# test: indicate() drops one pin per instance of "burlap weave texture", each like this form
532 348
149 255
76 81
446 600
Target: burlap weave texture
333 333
● ● ● ● ● ● ●
**The problem:**
Update the data so that every "burlap" reads "linen", and keep everything else the same.

**Answer to the problem:**
# test: indicate() drops one pin per instance of "linen weave texture", each like this form
532 348
149 255
76 81
446 600
Target: linen weave texture
333 333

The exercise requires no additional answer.